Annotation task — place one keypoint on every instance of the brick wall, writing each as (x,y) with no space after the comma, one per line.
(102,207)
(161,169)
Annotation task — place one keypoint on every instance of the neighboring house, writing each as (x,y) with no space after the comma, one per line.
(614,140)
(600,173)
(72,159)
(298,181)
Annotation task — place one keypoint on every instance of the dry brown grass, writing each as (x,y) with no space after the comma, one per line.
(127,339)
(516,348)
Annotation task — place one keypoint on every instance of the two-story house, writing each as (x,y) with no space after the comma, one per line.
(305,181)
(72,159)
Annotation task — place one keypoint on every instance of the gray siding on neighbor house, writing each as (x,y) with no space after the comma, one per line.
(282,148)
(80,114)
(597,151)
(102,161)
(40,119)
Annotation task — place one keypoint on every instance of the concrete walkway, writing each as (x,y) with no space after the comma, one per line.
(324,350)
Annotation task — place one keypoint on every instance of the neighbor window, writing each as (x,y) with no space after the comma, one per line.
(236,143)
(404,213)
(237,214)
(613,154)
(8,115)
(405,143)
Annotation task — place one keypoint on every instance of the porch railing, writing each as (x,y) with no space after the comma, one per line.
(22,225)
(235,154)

──────

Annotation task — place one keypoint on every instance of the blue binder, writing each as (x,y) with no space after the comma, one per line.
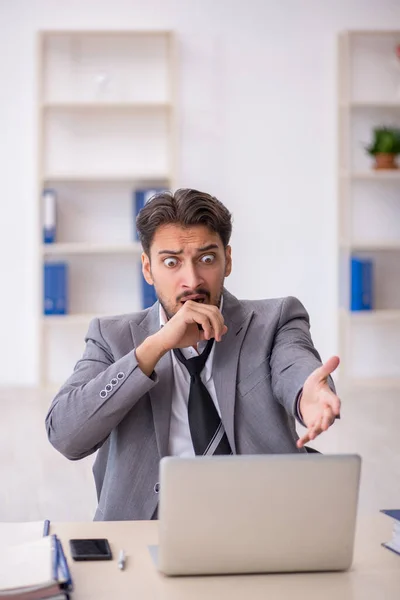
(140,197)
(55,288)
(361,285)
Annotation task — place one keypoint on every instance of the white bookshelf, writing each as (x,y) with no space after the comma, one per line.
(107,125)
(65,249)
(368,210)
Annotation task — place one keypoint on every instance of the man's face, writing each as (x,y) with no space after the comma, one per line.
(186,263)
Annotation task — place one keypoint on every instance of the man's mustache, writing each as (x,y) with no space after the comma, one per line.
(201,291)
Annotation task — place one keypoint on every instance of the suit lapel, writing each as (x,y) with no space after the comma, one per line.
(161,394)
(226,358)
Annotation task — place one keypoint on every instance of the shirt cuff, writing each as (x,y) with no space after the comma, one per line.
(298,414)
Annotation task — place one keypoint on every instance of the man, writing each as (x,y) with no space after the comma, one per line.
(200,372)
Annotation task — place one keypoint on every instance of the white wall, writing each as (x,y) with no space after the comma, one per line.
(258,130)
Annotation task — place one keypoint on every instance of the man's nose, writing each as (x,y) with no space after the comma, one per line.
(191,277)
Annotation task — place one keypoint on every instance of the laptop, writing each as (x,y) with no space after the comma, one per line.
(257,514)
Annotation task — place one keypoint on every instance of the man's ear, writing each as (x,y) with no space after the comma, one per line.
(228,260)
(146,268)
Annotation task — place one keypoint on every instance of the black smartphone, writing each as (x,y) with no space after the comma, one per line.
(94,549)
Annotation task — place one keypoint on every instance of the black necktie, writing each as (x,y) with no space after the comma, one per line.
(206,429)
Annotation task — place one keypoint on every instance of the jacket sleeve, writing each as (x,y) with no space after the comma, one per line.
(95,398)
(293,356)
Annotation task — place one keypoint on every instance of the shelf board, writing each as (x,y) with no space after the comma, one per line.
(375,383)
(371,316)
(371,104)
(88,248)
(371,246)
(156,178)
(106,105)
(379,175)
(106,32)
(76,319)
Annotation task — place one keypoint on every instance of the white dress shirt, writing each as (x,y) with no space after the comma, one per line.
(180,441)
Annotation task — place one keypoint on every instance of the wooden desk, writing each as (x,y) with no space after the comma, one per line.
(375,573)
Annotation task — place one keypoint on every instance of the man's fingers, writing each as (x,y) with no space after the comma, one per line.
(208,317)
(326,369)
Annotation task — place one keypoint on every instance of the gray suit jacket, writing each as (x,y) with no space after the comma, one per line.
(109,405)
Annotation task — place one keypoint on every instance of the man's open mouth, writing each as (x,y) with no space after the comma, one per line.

──────

### Problem to work on
Using the listing above, return word for word each line from the one that has "the white dress" through the one that has "the man's open", and no line outside that range.

### Solution
Annotation task — place one keypoint on every instance of the white dress shirt, writing each as (x,y) with no space after the comma, one per line.
(180,441)
Annotation task — place one keypoint on every instance of the wooden desk, writing each as (x,y) with no space after the comma, one per line.
(375,573)
Annotation task — place one keypoint on every instance of the man's fingers, writing each as (x,y) with no space after the comma, one per line.
(208,317)
(326,369)
Annotation task — place one keypoint on every instance of the gray suit jacket, writing each as (x,y) with no space after the comma, one per line.
(109,405)
Annotation task — place one keypoint on every instance of the man's open mouth, writing each as (x,y) with no space after the comma, one per line.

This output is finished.